=== Rows of bounding-box annotation data ===
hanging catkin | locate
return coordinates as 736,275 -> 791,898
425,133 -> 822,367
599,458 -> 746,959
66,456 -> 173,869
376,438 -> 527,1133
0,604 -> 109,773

=== Aim ===
Recast the items above as a two-column CSV with the header columns "item_text" and "answer", giving one row per item. Enclose each field in double quotes and replace every line break within a field with a single space.

=== Answer ===
item_text,answer
"hanging catkin | locate return coordinates as 736,275 -> 791,898","425,133 -> 822,367 599,458 -> 746,959 66,456 -> 173,869 376,438 -> 527,1133 0,604 -> 109,773"